• [WHAT IS NEEDED] Look through the lines below and extract each one that contains "Subject".

START SOURCE DATA

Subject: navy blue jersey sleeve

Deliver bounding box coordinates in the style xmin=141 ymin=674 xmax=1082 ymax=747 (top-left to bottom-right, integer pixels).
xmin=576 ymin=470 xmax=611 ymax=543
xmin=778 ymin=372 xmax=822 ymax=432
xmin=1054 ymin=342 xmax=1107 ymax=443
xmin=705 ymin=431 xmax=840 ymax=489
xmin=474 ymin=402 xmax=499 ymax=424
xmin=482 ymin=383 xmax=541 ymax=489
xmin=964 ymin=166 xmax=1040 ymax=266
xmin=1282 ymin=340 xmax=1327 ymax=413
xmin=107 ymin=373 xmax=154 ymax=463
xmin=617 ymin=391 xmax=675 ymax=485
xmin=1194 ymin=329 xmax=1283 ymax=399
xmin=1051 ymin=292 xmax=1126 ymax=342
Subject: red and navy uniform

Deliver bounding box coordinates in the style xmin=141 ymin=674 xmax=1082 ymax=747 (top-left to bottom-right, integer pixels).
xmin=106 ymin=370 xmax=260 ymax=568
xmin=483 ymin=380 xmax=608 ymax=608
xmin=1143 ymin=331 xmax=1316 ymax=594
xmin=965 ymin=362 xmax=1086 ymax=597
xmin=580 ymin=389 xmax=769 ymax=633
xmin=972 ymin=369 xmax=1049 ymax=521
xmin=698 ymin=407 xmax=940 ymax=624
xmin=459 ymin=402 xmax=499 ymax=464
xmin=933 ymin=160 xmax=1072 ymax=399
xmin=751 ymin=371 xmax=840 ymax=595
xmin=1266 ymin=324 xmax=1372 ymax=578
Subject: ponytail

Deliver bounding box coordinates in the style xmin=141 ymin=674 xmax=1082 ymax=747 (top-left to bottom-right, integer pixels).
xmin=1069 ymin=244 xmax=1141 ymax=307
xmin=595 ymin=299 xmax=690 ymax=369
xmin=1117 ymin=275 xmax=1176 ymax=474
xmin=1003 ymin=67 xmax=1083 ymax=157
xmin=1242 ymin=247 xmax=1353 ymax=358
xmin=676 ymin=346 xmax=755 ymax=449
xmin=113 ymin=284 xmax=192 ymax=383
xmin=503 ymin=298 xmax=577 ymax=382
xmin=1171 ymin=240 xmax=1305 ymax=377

END SOURCE DATA

• [WRITTEN REPLY]
Subject: navy blue jersey sleeve
Subject: red and navy uniform
Subject: ponytail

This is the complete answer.